Ministry of Higher Education

Ministry overview
- Formed: 27 March 2004; 22 years ago
- Preceding Ministry: Ministry of Education;
- Jurisdiction: Government of Malaysia
- Headquarters: No. 2, Menara 2, Jalan P5/6, Precinct 5, Federal Government Administrative Centre, 62200 Putrajaya;
- Motto: Soaring Upwards (Peningkatan Berterusan)
- Employees: 15,978 (2022)
- Annual budget: MYR 20,195,970,000 (2022)
- Minister responsible: Dato' Seri Diraja Dr Zambry bin Abd Kadir, Minister of Higher Education;
- Deputy Minister responsible: Datuk Ts Mustapha bin Sakmud, Deputy Minister of Higher Education;
- Ministry executives: Datuk Dr Aneese bin Ibrahim, Secretary-General; Datuk Prof Azlinda binti Azman, Director-General; Dato Dr Haji Megat Sany bin Megat Ahmad Supian, Deputy Secretary-General (Policy); Datuk Mohamad Azhan bin Md Amir, Deputy Secretary-General (Management and Development); Ahmad Rizal bin Adnan, Deputy Director General of Higher Education (Governance and Development); Prof Dr Zainal Amin bin Ayub, Deputy Director General of Higher Education (Academic and Research);
- Website: www.mohe.gov.my

= Ministry of Higher Education (Malaysia) =

Ministry in Malaysia

The Ministry of Higher Education (MOHE; Kementerian Pendidikan Tinggi; Jawi: ) is a ministry of the Government of Malaysia that is responsible for higher education, polytechnic, community college, student loan, accreditation, student volunteer. Its main office is in Putrajaya. The ministry was formed on 27 March 2004, merged back into the Ministry of Education on 14 May 2013, but then reformed on 28 July 2015. After the 2018 general election, the ministry became a higher education division under the MOE. In the Muhyiddin cabinet, the higher education division was separated again from the Ministry of Education to form as a new ministry since 10 March 2020.

==Organisation==
- Minister of Higher Education
  - Deputy Minister of Higher Education
    - Secretary-General
      - Under the Authority of Secretary-General
        - Legal Unit
        - Internal Audit Unit
        - Corporate Communication Unit
        - Integrity Unit
        - Higher Education Performance and Delivery Management Unit
      - Deputy Secretary-General (Policy)
        - Policy and Research Division
        - Strategic Planning Policy Division
        - Internal Relations Division
        - Scholarships Division
      - Deputy Secretary-General (Management)
        - Human Resource Management Division
        - Development Division
        - Finances Division
        - Accounts Division
        - Information Management Division
        - Management Service Division

===Federal departments===
1. Department of Higher Education (DHE), or Jabatan Pendidikan Tinggi (JPT). (Official site)
2. Department of Polytechnic Education (DPE), or Jabatan Pengajian Politeknik (JPP). (Official site )

#### [DATA RECORDS]
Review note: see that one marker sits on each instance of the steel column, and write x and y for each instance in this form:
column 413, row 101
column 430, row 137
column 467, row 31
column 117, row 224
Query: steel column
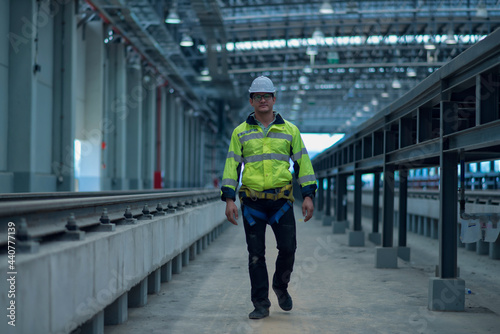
column 358, row 185
column 328, row 209
column 376, row 200
column 448, row 197
column 403, row 205
column 388, row 206
column 341, row 191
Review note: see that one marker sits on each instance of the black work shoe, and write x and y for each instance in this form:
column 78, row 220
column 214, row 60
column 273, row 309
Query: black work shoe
column 259, row 313
column 284, row 299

#### [LIST OF TASKS]
1. According to the text on Malaysia's Ministry of Higher Education, on what date was the ministry reformed after it had been merged back into the Ministry of Education?
2. Check each statement against the text on Malaysia's Ministry of Higher Education. Answer yes or no, and quote the words from the text that decide it.
(a) The ministry was merged back into the Ministry of Education on 14 May 2013.
(b) The ministry had more than 20,000 employees in 2022.
(c) The ministry's motto is "Soaring Upwards."
3. Write what comes next in the text on Malaysia's Ministry of Higher Education, starting after its final line.

#### [RESULTS BY TASK]
1. 28 July 2015

2.
(a) Yes: "merged back into the Ministry of Education on 14 May 2013"
(b) No: "Employees: 15,978 (2022)"
(c) Yes: "Motto: Soaring Upwards (Peningkatan Berterusan)"

3.
3. Department of Community Colleges Education (DCCE), or Jabatan Pengajian Kolej Komuniti (JPKK). (Official site )

===Federal agencies===
1. National Higher Education Fund Corporation, or Perbadanan Tabung Pendidikan Tinggi Nasional (PTPTN). (Official site)
2. Malaysian Qualifications Agency (MQA), or Agensi Kelayakan Malaysia. (Official site)
3. Student Volunteer Foundation, or Yayasan Sukarelawan Siswa (YSS). (Official site)

==Key legislation==
The Ministry of Higher Education is responsible for administration of several key Acts:

==Background==
The functions of the MOHE was originally within the purview of the Ministry of Education (MOE) until the departments and agencies responsible for higher education were separated from the MOE on 27 March 2004 and established as a full ministry under a Federal Minister. In 2013, Prime Minister Najib Razak merged the Ministry of Education and the Ministry of Higher Education into a single Ministry of Education. In 2015, the Ministry was reestablished.

==Organisation==
The MOHE is headed by the Minister of Higher Education, a post held by Noraini Ahmad (UMNO). She is assisted by Deputy Minister Mansor Othman.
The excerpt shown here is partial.